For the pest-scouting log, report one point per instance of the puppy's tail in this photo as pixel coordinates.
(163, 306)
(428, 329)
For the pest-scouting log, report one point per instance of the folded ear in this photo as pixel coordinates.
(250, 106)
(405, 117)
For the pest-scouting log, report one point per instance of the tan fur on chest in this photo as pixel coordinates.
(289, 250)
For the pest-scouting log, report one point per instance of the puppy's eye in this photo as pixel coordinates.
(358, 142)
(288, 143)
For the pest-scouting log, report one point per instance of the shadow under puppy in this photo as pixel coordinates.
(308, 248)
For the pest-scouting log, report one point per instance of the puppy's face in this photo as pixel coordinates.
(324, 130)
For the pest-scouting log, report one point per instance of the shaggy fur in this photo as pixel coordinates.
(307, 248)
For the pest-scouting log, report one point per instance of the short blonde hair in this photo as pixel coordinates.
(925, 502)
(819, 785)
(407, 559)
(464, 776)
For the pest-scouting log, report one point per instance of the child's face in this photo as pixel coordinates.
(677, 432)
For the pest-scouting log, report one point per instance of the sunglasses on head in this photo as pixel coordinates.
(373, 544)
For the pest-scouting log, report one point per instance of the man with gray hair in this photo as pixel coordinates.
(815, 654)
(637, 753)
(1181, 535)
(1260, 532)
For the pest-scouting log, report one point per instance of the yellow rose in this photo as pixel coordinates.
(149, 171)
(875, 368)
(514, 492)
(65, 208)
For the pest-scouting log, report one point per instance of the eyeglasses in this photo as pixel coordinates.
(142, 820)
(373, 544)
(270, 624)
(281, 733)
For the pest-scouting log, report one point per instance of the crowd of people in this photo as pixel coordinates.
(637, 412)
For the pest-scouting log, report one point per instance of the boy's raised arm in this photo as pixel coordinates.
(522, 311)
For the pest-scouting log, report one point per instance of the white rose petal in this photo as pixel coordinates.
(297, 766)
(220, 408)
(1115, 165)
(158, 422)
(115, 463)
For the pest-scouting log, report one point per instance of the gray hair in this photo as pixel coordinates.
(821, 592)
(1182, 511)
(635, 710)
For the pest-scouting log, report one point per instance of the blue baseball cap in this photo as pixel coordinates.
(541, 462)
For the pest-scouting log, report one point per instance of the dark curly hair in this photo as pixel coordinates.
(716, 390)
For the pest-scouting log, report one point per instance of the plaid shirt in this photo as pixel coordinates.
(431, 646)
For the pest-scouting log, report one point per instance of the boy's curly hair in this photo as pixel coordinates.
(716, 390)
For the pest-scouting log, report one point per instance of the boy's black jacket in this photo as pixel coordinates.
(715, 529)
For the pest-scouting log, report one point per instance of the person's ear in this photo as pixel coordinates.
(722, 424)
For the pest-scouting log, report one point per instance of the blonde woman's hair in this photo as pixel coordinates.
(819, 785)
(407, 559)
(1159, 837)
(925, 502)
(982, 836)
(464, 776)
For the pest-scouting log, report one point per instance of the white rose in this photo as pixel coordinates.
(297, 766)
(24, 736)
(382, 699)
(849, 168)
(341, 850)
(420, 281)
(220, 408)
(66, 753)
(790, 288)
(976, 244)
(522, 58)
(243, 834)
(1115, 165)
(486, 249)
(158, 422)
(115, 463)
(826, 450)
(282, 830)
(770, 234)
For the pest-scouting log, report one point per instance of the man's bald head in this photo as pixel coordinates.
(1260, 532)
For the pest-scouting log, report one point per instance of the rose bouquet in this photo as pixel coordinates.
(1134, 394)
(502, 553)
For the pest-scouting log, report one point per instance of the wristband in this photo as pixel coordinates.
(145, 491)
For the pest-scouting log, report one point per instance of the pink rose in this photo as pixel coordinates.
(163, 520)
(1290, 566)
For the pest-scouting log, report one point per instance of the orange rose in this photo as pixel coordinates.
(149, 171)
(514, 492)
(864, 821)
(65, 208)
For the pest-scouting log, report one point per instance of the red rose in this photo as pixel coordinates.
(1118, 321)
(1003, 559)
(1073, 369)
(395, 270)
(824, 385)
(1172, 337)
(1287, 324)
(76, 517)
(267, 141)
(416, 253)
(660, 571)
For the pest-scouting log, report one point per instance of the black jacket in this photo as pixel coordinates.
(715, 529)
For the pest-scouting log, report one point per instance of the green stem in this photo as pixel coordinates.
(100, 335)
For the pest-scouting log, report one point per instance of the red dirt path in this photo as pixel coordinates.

....

Exercise task - Convert the data into a numbered list with blank lines omitted, starting at the line that contains "red rose in this photo as pixel coordinates." and ending at the end of the data.

Solution for this problem -
1. For the pest-scouting log, report one point per instance of the red rose in this photo as pixel coordinates.
2. (1118, 321)
3. (1003, 559)
4. (1073, 369)
5. (395, 270)
6. (824, 385)
7. (1172, 337)
8. (1287, 324)
9. (76, 517)
10. (267, 141)
11. (416, 253)
12. (660, 571)
13. For the pest-scouting log, report one point per instance of the black jacket in this photo as pixel coordinates.
14. (715, 529)
15. For the pest-scouting log, report one point per instance of the green stem in this photo as pixel coordinates.
16. (100, 335)
17. For the pest-scouting log, report one point per instance of the red dirt path in this photo as pixel coordinates.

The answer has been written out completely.